• **GIVEN ENTRIES**
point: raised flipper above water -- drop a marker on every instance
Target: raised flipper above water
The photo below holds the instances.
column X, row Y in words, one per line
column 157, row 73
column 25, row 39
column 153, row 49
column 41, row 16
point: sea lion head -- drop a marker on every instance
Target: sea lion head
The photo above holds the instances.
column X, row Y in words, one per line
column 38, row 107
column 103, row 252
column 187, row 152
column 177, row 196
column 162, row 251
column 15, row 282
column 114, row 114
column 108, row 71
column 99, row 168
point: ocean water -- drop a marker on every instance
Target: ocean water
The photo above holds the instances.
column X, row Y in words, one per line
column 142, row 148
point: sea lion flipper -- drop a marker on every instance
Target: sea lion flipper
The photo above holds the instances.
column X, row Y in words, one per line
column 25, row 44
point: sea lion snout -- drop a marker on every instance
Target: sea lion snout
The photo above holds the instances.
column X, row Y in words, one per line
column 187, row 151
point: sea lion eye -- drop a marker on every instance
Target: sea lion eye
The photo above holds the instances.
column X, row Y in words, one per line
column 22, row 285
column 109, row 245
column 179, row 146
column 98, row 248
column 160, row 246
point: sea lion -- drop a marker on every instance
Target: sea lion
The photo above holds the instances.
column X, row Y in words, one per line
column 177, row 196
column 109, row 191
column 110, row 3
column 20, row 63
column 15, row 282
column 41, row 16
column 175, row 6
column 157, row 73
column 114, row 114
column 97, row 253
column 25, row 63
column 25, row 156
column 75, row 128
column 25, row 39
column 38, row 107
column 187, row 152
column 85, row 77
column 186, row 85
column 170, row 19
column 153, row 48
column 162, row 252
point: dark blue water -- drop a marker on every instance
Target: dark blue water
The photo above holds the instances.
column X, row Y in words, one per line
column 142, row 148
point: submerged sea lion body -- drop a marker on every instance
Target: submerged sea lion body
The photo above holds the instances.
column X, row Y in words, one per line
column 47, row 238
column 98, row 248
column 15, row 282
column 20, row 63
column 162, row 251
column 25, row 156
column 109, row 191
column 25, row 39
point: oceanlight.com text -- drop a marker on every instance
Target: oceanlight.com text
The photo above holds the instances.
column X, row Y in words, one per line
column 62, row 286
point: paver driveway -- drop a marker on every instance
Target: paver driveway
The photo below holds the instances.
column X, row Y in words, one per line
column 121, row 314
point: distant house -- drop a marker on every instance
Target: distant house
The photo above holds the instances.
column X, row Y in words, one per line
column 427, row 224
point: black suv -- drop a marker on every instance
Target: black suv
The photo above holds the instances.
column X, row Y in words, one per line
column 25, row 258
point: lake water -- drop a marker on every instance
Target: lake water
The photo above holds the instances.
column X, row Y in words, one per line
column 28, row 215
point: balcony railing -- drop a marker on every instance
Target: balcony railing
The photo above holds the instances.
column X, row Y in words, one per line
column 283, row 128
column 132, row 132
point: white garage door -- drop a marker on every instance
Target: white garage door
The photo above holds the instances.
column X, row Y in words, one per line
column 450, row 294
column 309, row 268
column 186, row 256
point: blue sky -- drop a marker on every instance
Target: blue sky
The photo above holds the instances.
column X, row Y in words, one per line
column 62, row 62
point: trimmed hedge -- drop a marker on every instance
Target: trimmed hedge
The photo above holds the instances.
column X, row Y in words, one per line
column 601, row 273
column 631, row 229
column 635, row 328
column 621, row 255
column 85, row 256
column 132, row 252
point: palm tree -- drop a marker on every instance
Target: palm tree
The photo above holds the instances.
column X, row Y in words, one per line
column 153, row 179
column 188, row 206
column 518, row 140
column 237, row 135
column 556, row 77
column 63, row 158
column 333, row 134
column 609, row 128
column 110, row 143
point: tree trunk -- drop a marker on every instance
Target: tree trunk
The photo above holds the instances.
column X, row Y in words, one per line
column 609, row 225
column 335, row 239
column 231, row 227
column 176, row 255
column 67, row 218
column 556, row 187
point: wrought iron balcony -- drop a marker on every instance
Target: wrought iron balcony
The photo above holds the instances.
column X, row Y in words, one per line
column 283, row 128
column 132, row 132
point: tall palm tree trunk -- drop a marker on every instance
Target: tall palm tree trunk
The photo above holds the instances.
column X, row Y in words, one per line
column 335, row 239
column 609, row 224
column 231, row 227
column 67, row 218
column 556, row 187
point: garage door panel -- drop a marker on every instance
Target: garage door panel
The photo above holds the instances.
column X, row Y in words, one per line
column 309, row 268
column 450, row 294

• **OBJECTIVE**
Copy the items from the line with "point: blue sky" up to and including the last line of the items, changing "drop a marker" to "place a pin" and keeping everything else the same.

• **ANSWER IN FULL**
point: blue sky -- place a pin on every instance
Target: blue sky
The photo above holds the instances.
column X, row Y in words, one per line
column 62, row 62
point: trimmed hedge -- place a pin on every instance
Target: trimmed hedge
The photo above holds the instances.
column X, row Y in words, one per line
column 601, row 273
column 631, row 229
column 635, row 328
column 621, row 255
column 85, row 256
column 132, row 252
point: palm tree -- place a pin on every instance
Target: palm tree
The photo above holds the instances.
column X, row Y in words, one per line
column 153, row 179
column 188, row 206
column 518, row 140
column 237, row 135
column 556, row 77
column 63, row 158
column 333, row 134
column 609, row 128
column 110, row 143
point: tree trunk -- place a pin on every instance
Target: tree trunk
The photo above holds the instances.
column X, row Y in words, one per line
column 609, row 225
column 335, row 239
column 231, row 227
column 176, row 255
column 67, row 218
column 556, row 187
point: wrought iron balcony -- place a pin on every instance
Target: wrought iron balcony
The photo above holds the instances.
column X, row Y in words, one per line
column 283, row 128
column 132, row 132
point: tall palm tree trunk -- place a pin on every instance
Target: tall palm tree trunk
The photo above holds the instances.
column X, row Y in words, one per line
column 335, row 239
column 609, row 224
column 231, row 227
column 67, row 218
column 556, row 187
point: garage door panel -- place a pin on every instance
Target: garage door panel
The photo above holds the instances.
column X, row Y in words, one per line
column 309, row 268
column 450, row 294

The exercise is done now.